ASSIGNMENT:
Copy the DACA-GRPO article between "DACA-GRPO: per-step credit" and "without architectural changes.", inclusive, substituting "paper" for each "preprint".

(PROVIDED TEXT)

DACA-GRPO: per-step credit assignment cuts diffusion LLM training bias by up to 36 points
A new arXiv preprint introduces Denoising-Aware Credit Assignment for GRPO, a reinforcement learning method that weights denoising steps by importance and reduces mean-field bias, lifting diffusion language model performance by up to 36 points on constraint tasks.
Diffusion large language models generate text by iteratively denoising a sequence, but existing reinforcement learning methods treat every denoising step as equally important and rely on biased likelihood estimates that introduce high variance. Researchers have now published DACA-GRPO (Denoising-Aware Credit Assignment for GRPO), a lightweight enhancement that slots into any GRPO-style trainer to address both problems without architectural changes.
The method introduces two complementary mechanisms. Denoising Progress Scores extract per-token importance weights from intermediate predictions at no extra forward-pass cost, assigning credit across the denoising trajectory. Stratified Masking Likelihood partitions token positions into strata so each token is predicted with most of the sequence as context, cutting the mean-field bias that inflates variance in policy gradients. Applied on top of three GRPO base methods, DACA-GRPO delivered gains of 5.6 percentage points on math reasoning, 7.4 points on code generation, 36.3 points on constraint satisfaction, and 5.9 points on JSON schema adherence across seven benchmarks spanning mathematical reasoning, code generation, constraint satisfaction, and constrained generation.
The preprint does not name the base diffusion models or release training code. The authors frame DACA-GRPO as a plug-and-play component, suggesting it could generalize to other diffusion LLM architectures. Open-weight implementations and reproducible training recipes remain the next milestone—diffusion models are less mature than autoregressive counterparts in the open-source ecosystem, and practitioners will want to see whether the credit-assignment gains hold at larger scale and across more diverse prompting distributions.

(End PROVIDED TEXT)
(ENTRIES PROVIDED)

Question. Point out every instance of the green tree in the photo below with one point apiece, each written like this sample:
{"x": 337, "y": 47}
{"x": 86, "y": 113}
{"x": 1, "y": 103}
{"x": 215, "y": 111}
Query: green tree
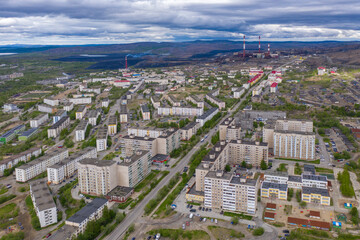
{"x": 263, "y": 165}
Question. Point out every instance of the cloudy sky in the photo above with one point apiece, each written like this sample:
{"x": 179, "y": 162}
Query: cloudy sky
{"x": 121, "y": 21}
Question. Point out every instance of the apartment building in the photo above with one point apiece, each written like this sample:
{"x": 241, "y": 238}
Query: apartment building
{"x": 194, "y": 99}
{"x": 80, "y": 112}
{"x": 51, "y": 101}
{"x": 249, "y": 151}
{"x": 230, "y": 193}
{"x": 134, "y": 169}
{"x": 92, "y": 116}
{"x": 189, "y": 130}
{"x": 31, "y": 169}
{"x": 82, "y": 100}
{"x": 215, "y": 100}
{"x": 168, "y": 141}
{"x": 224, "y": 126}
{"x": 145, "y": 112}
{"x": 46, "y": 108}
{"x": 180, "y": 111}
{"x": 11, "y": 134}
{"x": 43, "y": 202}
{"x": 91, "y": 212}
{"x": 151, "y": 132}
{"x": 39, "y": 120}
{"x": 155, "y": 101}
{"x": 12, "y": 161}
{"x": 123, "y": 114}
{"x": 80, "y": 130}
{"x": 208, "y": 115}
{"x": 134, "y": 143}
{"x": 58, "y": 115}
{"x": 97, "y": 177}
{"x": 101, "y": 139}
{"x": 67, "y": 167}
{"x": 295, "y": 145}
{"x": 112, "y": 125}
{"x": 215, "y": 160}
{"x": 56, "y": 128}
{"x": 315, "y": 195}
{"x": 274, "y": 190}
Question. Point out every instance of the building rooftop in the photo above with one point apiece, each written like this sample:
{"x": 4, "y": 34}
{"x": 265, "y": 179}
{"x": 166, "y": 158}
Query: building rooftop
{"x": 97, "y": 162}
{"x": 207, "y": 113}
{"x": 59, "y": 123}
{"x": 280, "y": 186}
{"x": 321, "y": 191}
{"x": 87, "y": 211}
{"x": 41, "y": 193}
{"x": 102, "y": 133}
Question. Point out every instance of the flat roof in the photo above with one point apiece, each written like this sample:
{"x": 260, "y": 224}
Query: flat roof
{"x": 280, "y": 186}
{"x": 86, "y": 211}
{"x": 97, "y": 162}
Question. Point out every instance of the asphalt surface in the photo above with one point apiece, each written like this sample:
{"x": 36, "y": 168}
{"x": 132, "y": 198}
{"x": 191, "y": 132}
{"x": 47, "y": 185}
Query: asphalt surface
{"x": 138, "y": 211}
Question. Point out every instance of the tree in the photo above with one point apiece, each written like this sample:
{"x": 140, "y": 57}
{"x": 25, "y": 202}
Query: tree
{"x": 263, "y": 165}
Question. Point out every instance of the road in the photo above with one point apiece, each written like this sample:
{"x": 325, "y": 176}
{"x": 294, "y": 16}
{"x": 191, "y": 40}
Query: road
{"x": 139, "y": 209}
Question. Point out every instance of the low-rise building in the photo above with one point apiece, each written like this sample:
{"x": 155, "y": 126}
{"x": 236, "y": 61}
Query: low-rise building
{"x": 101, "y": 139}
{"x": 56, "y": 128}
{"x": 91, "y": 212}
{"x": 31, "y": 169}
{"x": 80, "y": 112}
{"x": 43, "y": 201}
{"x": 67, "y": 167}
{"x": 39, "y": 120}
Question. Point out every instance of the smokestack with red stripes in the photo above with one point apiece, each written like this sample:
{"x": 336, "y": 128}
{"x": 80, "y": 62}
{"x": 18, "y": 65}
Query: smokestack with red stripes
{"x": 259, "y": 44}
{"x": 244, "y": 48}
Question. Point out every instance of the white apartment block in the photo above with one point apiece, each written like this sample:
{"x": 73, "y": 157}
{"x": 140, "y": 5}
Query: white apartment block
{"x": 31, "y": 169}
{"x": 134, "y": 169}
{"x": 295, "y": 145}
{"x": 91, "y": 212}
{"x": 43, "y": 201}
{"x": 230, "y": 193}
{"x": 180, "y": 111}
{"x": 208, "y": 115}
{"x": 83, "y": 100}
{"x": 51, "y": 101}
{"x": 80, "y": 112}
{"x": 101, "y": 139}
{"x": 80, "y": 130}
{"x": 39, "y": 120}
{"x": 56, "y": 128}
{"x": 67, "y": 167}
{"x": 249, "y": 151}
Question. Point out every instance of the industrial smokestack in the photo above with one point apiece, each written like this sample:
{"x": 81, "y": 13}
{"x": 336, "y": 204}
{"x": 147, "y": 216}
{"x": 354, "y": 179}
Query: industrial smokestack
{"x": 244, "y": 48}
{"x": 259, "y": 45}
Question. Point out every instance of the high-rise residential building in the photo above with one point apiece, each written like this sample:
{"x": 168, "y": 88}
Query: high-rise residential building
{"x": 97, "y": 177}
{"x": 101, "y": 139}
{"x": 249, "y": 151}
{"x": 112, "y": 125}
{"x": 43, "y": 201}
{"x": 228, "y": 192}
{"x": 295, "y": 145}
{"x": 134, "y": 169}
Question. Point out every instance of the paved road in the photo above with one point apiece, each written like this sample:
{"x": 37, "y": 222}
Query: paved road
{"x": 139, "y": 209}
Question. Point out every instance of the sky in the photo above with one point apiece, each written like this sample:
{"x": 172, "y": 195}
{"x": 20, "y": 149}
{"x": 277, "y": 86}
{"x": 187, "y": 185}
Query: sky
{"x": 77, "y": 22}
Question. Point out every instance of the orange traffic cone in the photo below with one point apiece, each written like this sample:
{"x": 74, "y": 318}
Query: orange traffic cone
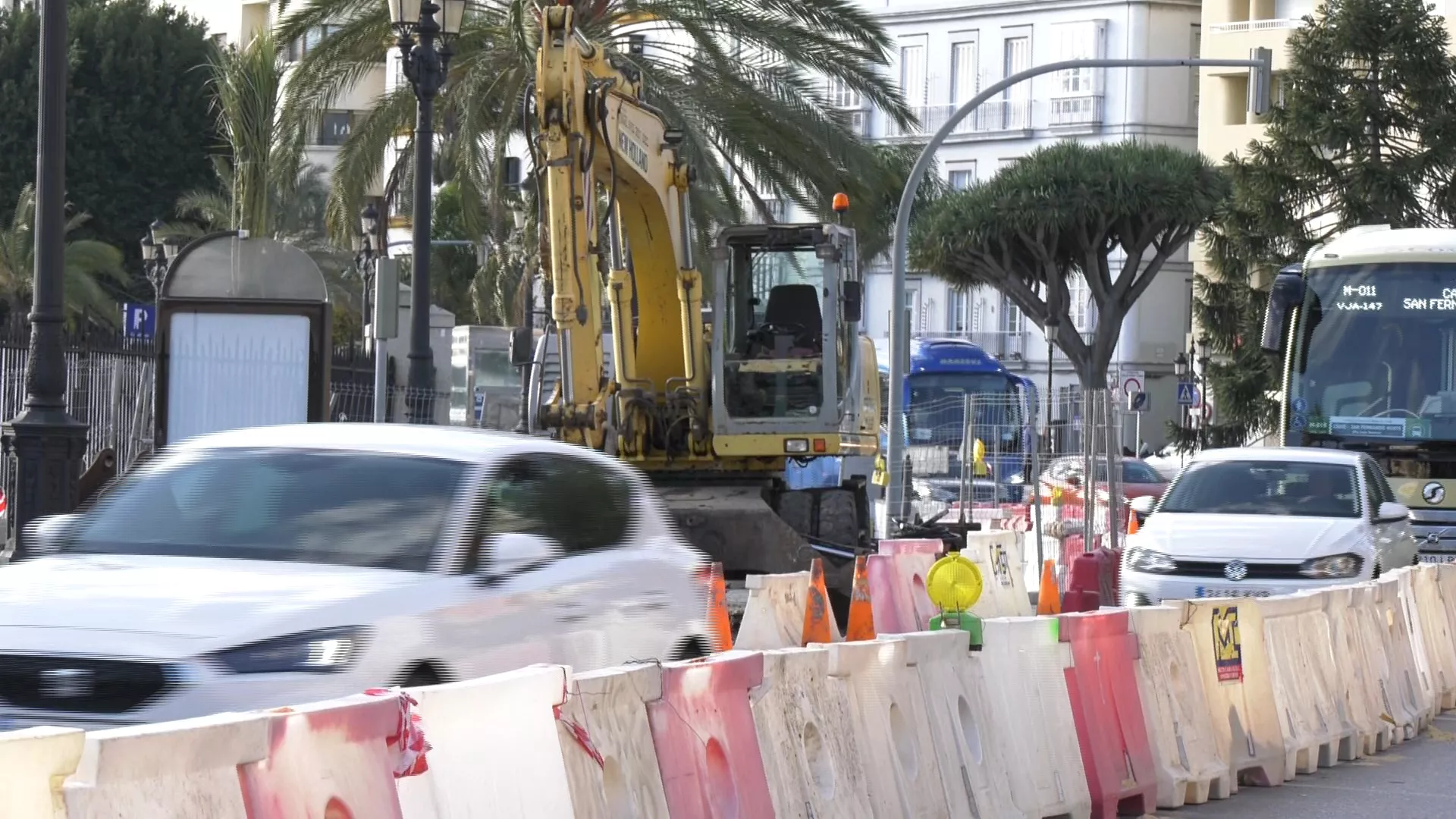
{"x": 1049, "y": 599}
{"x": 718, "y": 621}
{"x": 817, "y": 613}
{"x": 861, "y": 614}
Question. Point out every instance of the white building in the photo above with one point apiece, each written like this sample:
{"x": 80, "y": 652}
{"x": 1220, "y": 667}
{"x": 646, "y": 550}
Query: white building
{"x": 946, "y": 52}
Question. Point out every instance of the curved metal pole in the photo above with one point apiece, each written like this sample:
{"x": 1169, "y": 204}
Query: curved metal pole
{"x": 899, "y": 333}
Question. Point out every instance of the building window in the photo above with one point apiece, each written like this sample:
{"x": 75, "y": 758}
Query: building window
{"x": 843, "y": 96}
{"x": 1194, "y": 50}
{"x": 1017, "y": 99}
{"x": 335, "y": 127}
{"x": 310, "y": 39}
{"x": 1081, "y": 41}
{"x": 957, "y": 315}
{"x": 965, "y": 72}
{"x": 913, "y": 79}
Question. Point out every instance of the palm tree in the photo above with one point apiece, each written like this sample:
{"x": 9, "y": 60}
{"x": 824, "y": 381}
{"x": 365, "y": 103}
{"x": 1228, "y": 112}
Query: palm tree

(End ENTRIES PROVIDED)

RESULT FOR THIS EXERCISE:
DACA-GRPO: per-step credit assignment cuts diffusion LLM training bias by up to 36 points
A new arXiv paper introduces Denoising-Aware Credit Assignment for GRPO, a reinforcement learning method that weights denoising steps by importance and reduces mean-field bias, lifting diffusion language model performance by up to 36 points on constraint tasks.
Diffusion large language models generate text by iteratively denoising a sequence, but existing reinforcement learning methods treat every denoising step as equally important and rely on biased likelihood estimates that introduce high variance. Researchers have now published DACA-GRPO (Denoising-Aware Credit Assignment for GRPO), a lightweight enhancement that slots into any GRPO-style trainer to address both problems without architectural changes.